▶ **Material provided**
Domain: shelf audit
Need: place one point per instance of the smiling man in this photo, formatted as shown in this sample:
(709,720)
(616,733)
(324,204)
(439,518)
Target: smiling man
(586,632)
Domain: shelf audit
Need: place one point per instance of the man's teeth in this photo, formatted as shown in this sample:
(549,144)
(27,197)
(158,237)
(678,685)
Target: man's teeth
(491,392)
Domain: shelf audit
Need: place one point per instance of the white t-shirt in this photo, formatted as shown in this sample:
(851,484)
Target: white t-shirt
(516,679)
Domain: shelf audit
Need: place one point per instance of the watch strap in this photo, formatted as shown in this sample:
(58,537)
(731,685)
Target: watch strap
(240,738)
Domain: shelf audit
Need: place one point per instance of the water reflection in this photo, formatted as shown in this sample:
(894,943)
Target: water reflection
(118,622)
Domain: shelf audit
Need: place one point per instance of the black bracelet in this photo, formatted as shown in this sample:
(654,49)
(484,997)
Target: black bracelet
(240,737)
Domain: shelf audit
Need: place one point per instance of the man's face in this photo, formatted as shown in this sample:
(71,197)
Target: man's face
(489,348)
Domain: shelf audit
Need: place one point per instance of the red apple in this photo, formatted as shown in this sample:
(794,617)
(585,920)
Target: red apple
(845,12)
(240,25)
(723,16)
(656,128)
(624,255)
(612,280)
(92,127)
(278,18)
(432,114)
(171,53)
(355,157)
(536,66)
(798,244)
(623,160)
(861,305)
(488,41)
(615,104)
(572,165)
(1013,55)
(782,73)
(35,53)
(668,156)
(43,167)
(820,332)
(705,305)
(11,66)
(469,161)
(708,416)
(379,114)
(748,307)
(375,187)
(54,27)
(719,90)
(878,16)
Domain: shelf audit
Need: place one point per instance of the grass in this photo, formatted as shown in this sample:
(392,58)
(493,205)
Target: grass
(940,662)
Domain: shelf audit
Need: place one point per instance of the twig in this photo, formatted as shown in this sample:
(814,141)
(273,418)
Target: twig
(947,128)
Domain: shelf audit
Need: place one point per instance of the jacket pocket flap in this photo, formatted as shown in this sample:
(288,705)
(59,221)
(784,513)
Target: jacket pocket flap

▶ **Exercise task**
Copy out each line exactly.

▶ **Exercise response**
Domain: shelf audit
Need: place one point per instance of the smiling man in this photo, formatted as shown in this sample:
(709,720)
(616,733)
(324,204)
(439,518)
Target: smiling man
(586,632)
Domain: shelf audit
Need: place one point per instance of the man's teeth in this photo, formatted as shown in this sample:
(549,144)
(27,197)
(158,237)
(678,685)
Target: man's teeth
(491,392)
Domain: shelf audit
Need: place one point per instance of the white t-shirt in this photo, formatted as shown in this sample:
(851,484)
Target: white t-shirt
(516,679)
Domain: shelf audit
Need: place one point per instance of the watch strap in this photo, formatted as shown in this sample:
(58,537)
(731,685)
Target: watch strap
(240,738)
Domain: shelf audit
Need: place one point per instance of the water reflection in this photo, formatted as shown in this sample:
(894,943)
Target: water reflection
(118,622)
Domain: shelf audit
Need: place one point per instance of the black bracelet in this photo, formatted as shown in this sample:
(654,49)
(484,997)
Target: black bracelet
(240,737)
Domain: shelf audit
Need: place one point per instance of the man's face in this photo, formatted as shown in this sample:
(71,197)
Target: man's face
(489,348)
Domain: shelf audit
Need: place one point per instance of the red apple in this photo, formatted as shown in this sample:
(794,617)
(585,920)
Target: red apple
(845,12)
(240,25)
(723,16)
(656,128)
(624,255)
(612,280)
(92,127)
(278,18)
(432,114)
(171,53)
(355,157)
(536,66)
(798,244)
(623,160)
(861,305)
(488,41)
(615,104)
(572,165)
(1013,55)
(782,73)
(35,53)
(668,156)
(43,167)
(820,332)
(705,305)
(11,66)
(469,161)
(708,416)
(379,114)
(748,307)
(375,187)
(54,27)
(719,90)
(878,16)
Domain: shelf audit
Need: place one point per instance of the grass in this photo, formatted as shown in this sample:
(392,58)
(493,205)
Target: grass
(940,662)
Domain: shelf audit
Need: place one point per instance of the twig in this photo, formatted as shown in this sample:
(814,141)
(273,418)
Target: twig
(947,128)
Domain: shelf audit
Need: place one point per instance of the jacket pocket flap in this photo, formatted as shown in this sample:
(288,705)
(59,221)
(784,513)
Target: jacket pocket flap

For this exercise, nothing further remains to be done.